Trecho selecionado
Diante da chegada de Nelson Mandela ao poder, foi eleita parlamentar. Ativista, ela assumiu a função de levar adiante a palavra do avô.

Nesta semana, com 79 anos de idade, ela foi a principal palestrante na Geneva Peace Week, um evento que reúne centenas de ativistas e pesquisadores na sede da ONU. A sul-africana falou com exclusividade com a coluna sobre os protestos que tomam conta de vários países e de líderes que difundem o ódio.

Eis os principais trechos da entrevista:

UOL - Nas últimas semanas, temos visto protestos em diferentes partes do mundo e populações com uma enorme raiva do poder público e das condições de vida. Por qual motivo a sra. acredita que há uma explosão dessas massas?

Lista de tarefas
1. Imprima tudo o que vai de "UOL - Nas últimas" até "explosão dessas massas?" no trecho selecionado.
2. No trecho selecionado, em que evento a ativista sul-africana foi a principal palestrante nesta semana?

Material fornecido
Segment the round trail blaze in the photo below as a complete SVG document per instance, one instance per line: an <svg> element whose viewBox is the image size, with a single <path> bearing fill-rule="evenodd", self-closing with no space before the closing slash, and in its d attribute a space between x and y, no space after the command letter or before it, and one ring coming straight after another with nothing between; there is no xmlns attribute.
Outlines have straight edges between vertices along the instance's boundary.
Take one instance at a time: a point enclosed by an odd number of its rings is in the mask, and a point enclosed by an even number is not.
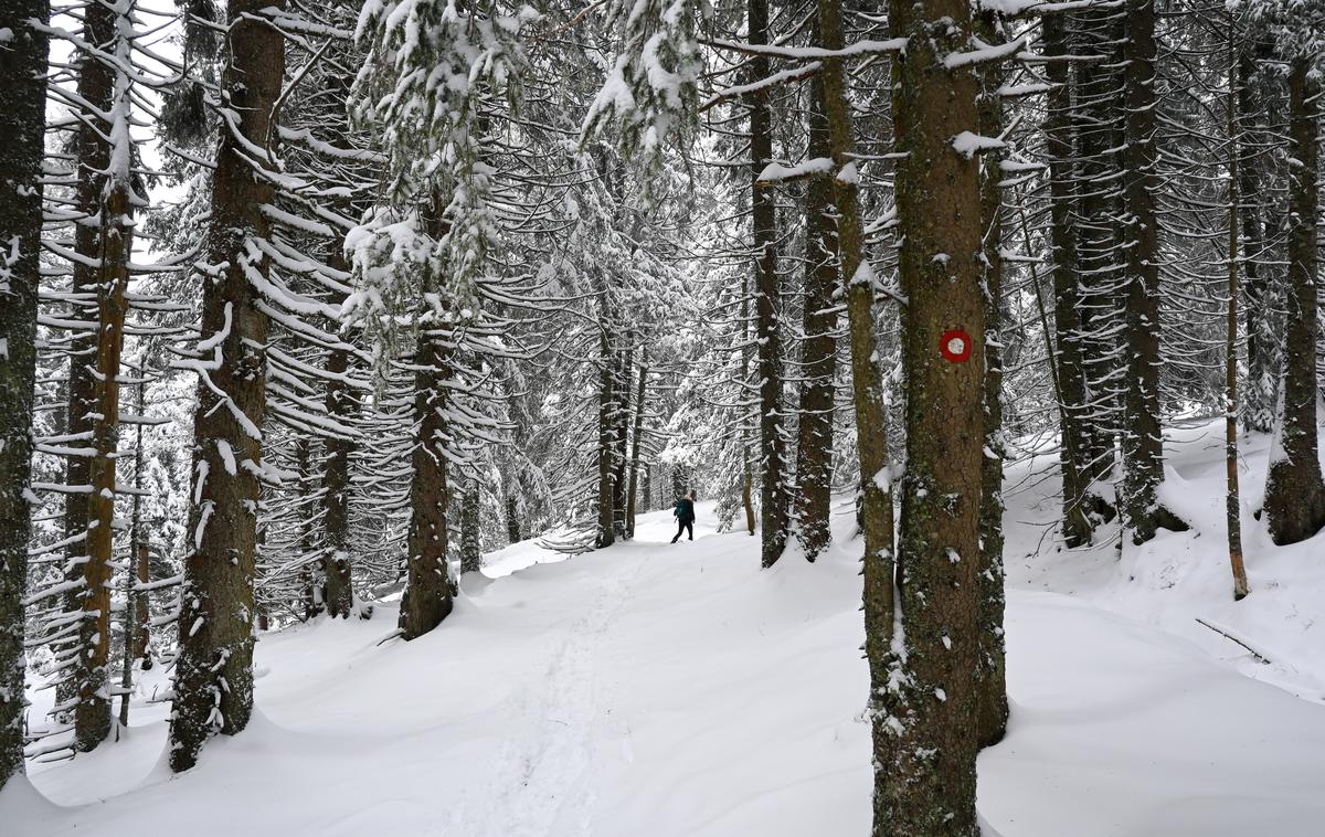
<svg viewBox="0 0 1325 837"><path fill-rule="evenodd" d="M971 359L971 335L961 328L949 328L938 338L938 354L949 363L966 363Z"/></svg>

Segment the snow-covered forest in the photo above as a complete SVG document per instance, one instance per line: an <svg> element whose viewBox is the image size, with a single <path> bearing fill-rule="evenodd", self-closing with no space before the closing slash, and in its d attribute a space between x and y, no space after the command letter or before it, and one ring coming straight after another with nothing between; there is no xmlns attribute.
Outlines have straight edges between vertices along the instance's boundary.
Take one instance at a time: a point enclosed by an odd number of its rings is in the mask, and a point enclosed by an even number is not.
<svg viewBox="0 0 1325 837"><path fill-rule="evenodd" d="M1325 0L0 0L0 834L1314 837Z"/></svg>

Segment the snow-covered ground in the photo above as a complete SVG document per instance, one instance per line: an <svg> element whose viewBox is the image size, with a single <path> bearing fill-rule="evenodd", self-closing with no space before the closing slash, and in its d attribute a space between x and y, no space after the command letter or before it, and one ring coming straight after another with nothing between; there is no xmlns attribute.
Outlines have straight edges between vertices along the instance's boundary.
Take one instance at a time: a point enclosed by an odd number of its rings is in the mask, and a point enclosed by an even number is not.
<svg viewBox="0 0 1325 837"><path fill-rule="evenodd" d="M1190 428L1171 448L1167 490L1199 531L1121 559L1056 551L1048 460L1010 469L1012 722L980 756L990 833L1322 833L1325 538L1276 550L1248 510L1253 589L1232 604L1219 438ZM1263 441L1247 462L1259 497ZM378 645L391 605L265 634L242 735L171 776L164 707L135 703L118 743L11 783L0 834L868 833L849 509L820 562L770 571L754 539L716 535L700 511L694 543L668 544L656 514L633 543L564 562L531 543L496 552L497 577L411 644Z"/></svg>

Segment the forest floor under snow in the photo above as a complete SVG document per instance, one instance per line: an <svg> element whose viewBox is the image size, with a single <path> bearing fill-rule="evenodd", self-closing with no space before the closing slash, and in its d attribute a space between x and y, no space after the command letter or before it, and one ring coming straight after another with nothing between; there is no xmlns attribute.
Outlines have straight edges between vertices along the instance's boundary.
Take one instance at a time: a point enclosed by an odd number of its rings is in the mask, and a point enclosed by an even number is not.
<svg viewBox="0 0 1325 837"><path fill-rule="evenodd" d="M1260 495L1268 440L1244 445ZM1053 457L1008 469L1012 719L979 762L987 834L1316 837L1325 822L1325 535L1269 544L1246 507L1252 595L1231 600L1222 424L1174 430L1166 501L1195 526L1060 551ZM5 837L865 834L869 728L849 505L815 564L757 540L637 539L570 560L488 556L415 642L321 620L261 637L258 711L197 768L164 765L150 673L117 743L32 765ZM1202 626L1207 622L1257 649ZM49 691L32 695L33 716Z"/></svg>

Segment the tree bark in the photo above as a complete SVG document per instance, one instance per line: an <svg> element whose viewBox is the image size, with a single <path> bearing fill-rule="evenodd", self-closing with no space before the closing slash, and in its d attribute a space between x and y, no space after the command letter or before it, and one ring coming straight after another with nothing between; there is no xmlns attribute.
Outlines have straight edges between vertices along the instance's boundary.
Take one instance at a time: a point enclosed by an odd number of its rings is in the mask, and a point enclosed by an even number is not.
<svg viewBox="0 0 1325 837"><path fill-rule="evenodd" d="M460 572L478 572L484 568L484 550L480 526L478 482L470 479L460 501Z"/></svg>
<svg viewBox="0 0 1325 837"><path fill-rule="evenodd" d="M89 5L83 16L82 37L85 42L99 49L111 49L111 41L115 37L114 8L105 3ZM101 232L105 209L102 200L106 189L106 172L110 168L107 130L99 114L111 111L114 93L115 77L109 64L89 54L87 50L80 50L78 95L89 103L90 109L95 110L82 109L82 121L76 132L78 170L74 200L80 221L74 225L74 250L80 258L72 264L70 290L74 302L72 303L70 319L74 320L99 320L97 287L102 278L102 269L98 268L102 256ZM93 416L97 409L97 343L98 331L93 328L76 328L69 340L69 407L65 413L68 418L65 433L70 448L74 448L77 453L65 460L65 482L74 487L91 485ZM66 612L82 611L83 618L87 618L87 596L90 595L90 588L86 584L91 547L87 540L91 502L91 495L80 490L65 495L65 538L77 538L66 548L65 579L83 584L66 593L64 604ZM99 577L101 572L94 572L94 576ZM76 724L78 723L77 710L86 693L85 678L90 675L83 665L86 648L82 644L90 636L87 630L80 628L78 640L74 642L81 646L77 652L73 648L57 649L69 650L74 657L72 671L56 687L56 705L73 705ZM90 718L91 715L85 711L82 722L85 735L91 736L93 734L87 731ZM103 726L109 731L109 716ZM94 747L97 740L101 739L91 740L89 747Z"/></svg>
<svg viewBox="0 0 1325 837"><path fill-rule="evenodd" d="M974 72L945 65L970 49L971 7L892 0L889 25L908 41L893 61L908 456L874 834L974 837L984 271L979 164L954 142L979 118Z"/></svg>
<svg viewBox="0 0 1325 837"><path fill-rule="evenodd" d="M982 9L975 28L984 44L1003 44L1003 21ZM986 61L977 68L979 79L979 132L1003 134L1003 86L1006 68ZM979 743L996 744L1007 732L1007 649L1003 642L1003 152L991 150L980 159L980 222L984 256L984 453L980 458L980 567L979 567L979 665L975 669L975 701Z"/></svg>
<svg viewBox="0 0 1325 837"><path fill-rule="evenodd" d="M1264 105L1257 101L1252 83L1256 75L1256 64L1247 49L1239 50L1238 56L1238 114L1242 126L1235 123L1234 135L1248 132L1247 121L1253 121L1261 127L1261 114ZM1271 317L1271 277L1272 270L1263 269L1261 260L1265 258L1265 233L1261 221L1260 199L1257 197L1257 168L1260 152L1257 147L1257 132L1252 132L1251 142L1242 144L1238 160L1238 191L1240 207L1238 211L1242 234L1247 241L1246 258L1242 270L1247 274L1242 282L1247 294L1247 392L1243 397L1243 424L1248 430L1269 433L1275 429L1275 328Z"/></svg>
<svg viewBox="0 0 1325 837"><path fill-rule="evenodd" d="M440 207L436 212L440 213ZM440 230L435 230L435 237ZM431 279L425 279L425 285ZM433 290L433 289L427 289ZM427 297L427 294L425 294ZM428 633L454 607L447 568L447 379L450 376L448 334L431 315L419 327L415 351L415 421L419 438L413 449L409 482L409 535L405 593L400 601L400 636L413 640Z"/></svg>
<svg viewBox="0 0 1325 837"><path fill-rule="evenodd" d="M1247 568L1242 554L1242 499L1238 490L1238 183L1239 143L1236 26L1228 26L1228 317L1224 330L1224 462L1228 483L1224 519L1228 530L1228 566L1234 575L1234 601L1247 597Z"/></svg>
<svg viewBox="0 0 1325 837"><path fill-rule="evenodd" d="M12 0L0 28L0 789L23 773L23 597L32 510L32 405L41 283L48 0ZM36 25L33 25L36 24Z"/></svg>
<svg viewBox="0 0 1325 837"><path fill-rule="evenodd" d="M1114 436L1118 430L1118 395L1124 387L1120 340L1116 330L1121 317L1118 287L1124 256L1118 252L1118 219L1122 215L1117 185L1118 148L1122 146L1118 97L1122 91L1118 44L1124 40L1122 13L1116 8L1084 11L1081 42L1077 49L1106 60L1077 69L1072 117L1080 159L1076 217L1076 258L1073 281L1080 289L1081 372L1084 399L1076 432L1086 450L1083 470L1086 502L1092 513L1112 518L1094 486L1113 481ZM1064 358L1064 377L1071 380ZM1069 385L1071 389L1071 385Z"/></svg>
<svg viewBox="0 0 1325 837"><path fill-rule="evenodd" d="M245 147L265 148L272 107L285 72L280 32L264 9L280 0L229 0L223 121L208 269L203 282L203 376L193 413L192 543L184 562L180 652L175 665L170 764L193 767L208 738L233 735L253 711L253 573L257 539L257 471L262 462L266 388L266 315L248 273L265 275L268 261L253 241L265 238L262 207L272 184L253 172ZM238 136L236 136L238 134ZM240 139L242 138L242 139ZM213 366L215 359L215 366Z"/></svg>
<svg viewBox="0 0 1325 837"><path fill-rule="evenodd" d="M99 8L99 4L98 4ZM91 8L87 9L89 15ZM127 90L126 90L127 95ZM127 102L121 102L127 107ZM89 469L87 560L83 563L83 620L80 628L78 706L74 740L87 752L110 735L110 585L115 546L115 457L119 452L119 366L125 350L129 305L129 261L132 253L132 207L129 172L117 172L101 203L97 281L97 375L93 411L93 457Z"/></svg>
<svg viewBox="0 0 1325 837"><path fill-rule="evenodd" d="M1293 60L1288 72L1288 139L1289 156L1297 163L1289 167L1284 391L1279 452L1271 458L1265 481L1269 536L1279 546L1306 540L1325 524L1325 482L1316 436L1320 94L1321 83L1310 62Z"/></svg>
<svg viewBox="0 0 1325 837"><path fill-rule="evenodd" d="M1056 338L1059 397L1059 462L1063 471L1063 540L1068 547L1090 543L1093 520L1086 514L1086 474L1090 448L1085 438L1083 412L1086 400L1081 352L1081 295L1077 285L1077 232L1073 207L1077 203L1076 142L1072 119L1072 78L1067 26L1063 15L1047 15L1044 54L1057 57L1045 64L1052 87L1044 119L1044 140L1049 158L1049 237L1053 248L1053 324Z"/></svg>
<svg viewBox="0 0 1325 837"><path fill-rule="evenodd" d="M608 324L612 322L611 306L608 305L607 283L603 283L602 301L599 302L599 313L602 315L602 322L599 323L599 336L598 336L598 546L599 548L610 547L616 542L616 530L612 526L612 475L615 469L612 468L612 457L616 450L612 438L612 426L616 420L616 404L615 404L615 388L613 383L616 375L612 369L615 363L615 355L612 352L612 340L608 334Z"/></svg>
<svg viewBox="0 0 1325 837"><path fill-rule="evenodd" d="M640 350L640 383L635 391L635 426L631 429L631 487L625 501L625 536L635 538L635 501L640 489L640 448L644 437L644 391L649 380L648 355Z"/></svg>
<svg viewBox="0 0 1325 837"><path fill-rule="evenodd" d="M1159 505L1163 428L1159 424L1159 220L1155 193L1155 9L1154 0L1128 0L1124 69L1124 252L1126 253L1128 376L1122 422L1120 503L1132 543L1146 543L1159 526L1187 528Z"/></svg>
<svg viewBox="0 0 1325 837"><path fill-rule="evenodd" d="M768 42L768 1L747 0L749 41ZM750 58L754 78L771 74L768 58ZM759 375L759 513L762 538L759 556L765 567L774 566L787 544L788 497L784 479L786 457L782 438L782 328L778 286L778 208L772 189L758 185L759 173L772 162L772 109L767 87L751 93L750 106L750 201L754 230L754 309Z"/></svg>
<svg viewBox="0 0 1325 837"><path fill-rule="evenodd" d="M810 158L832 154L823 79L811 82ZM828 547L832 494L833 381L837 376L837 230L829 213L833 185L828 176L806 187L806 279L800 344L800 405L796 429L796 531L807 560Z"/></svg>
<svg viewBox="0 0 1325 837"><path fill-rule="evenodd" d="M339 253L339 248L337 249ZM341 261L339 256L335 256ZM335 268L348 269L337 264ZM337 422L348 425L354 421L358 408L348 384L344 380L350 369L350 352L333 348L327 355L326 411ZM322 575L326 579L326 608L333 617L348 618L354 611L354 577L350 552L350 457L354 456L354 441L327 437L322 442L326 468L322 471L322 531L326 555L322 559Z"/></svg>
<svg viewBox="0 0 1325 837"><path fill-rule="evenodd" d="M514 494L506 495L506 539L511 543L519 543L522 539L519 534L519 499Z"/></svg>

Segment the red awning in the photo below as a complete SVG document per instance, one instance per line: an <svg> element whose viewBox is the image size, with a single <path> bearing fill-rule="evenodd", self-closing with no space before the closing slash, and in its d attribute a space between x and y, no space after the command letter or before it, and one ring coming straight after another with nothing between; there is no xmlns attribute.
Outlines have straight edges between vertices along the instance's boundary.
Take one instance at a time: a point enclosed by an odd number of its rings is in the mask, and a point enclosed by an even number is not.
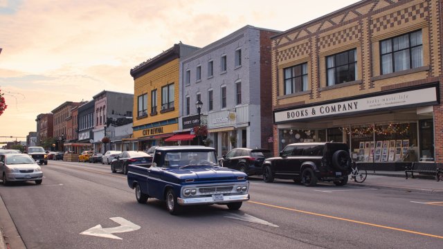
<svg viewBox="0 0 443 249"><path fill-rule="evenodd" d="M180 141L180 140L190 140L194 139L195 135L194 134L175 134L169 138L165 139L165 142L171 142L171 141Z"/></svg>

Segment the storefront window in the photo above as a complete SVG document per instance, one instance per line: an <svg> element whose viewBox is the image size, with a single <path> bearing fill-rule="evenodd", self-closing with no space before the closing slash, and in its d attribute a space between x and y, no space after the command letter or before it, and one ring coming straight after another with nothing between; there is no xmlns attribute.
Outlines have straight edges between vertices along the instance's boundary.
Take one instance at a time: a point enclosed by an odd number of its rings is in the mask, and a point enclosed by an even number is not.
<svg viewBox="0 0 443 249"><path fill-rule="evenodd" d="M351 126L353 160L363 162L418 161L417 123L388 123Z"/></svg>
<svg viewBox="0 0 443 249"><path fill-rule="evenodd" d="M287 145L294 142L325 142L325 129L282 129L279 130L279 144L281 151Z"/></svg>

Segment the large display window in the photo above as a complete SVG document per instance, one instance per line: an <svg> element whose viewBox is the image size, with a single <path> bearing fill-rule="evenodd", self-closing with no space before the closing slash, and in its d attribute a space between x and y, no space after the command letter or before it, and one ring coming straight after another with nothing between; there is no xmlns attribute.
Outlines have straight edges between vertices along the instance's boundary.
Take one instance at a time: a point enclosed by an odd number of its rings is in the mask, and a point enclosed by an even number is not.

Respostas completas
1.
UOL - Nas últimas semanas, temos visto protestos em diferentes partes do mundo e populações com uma enorme raiva do poder público e das condições de vida. Por qual motivo a sra. acredita que há uma explosão dessas massas?

2. Ela foi a principal palestrante na Geneva Peace Week, que reúne centenas de ativistas e pesquisadores na sede da ONU.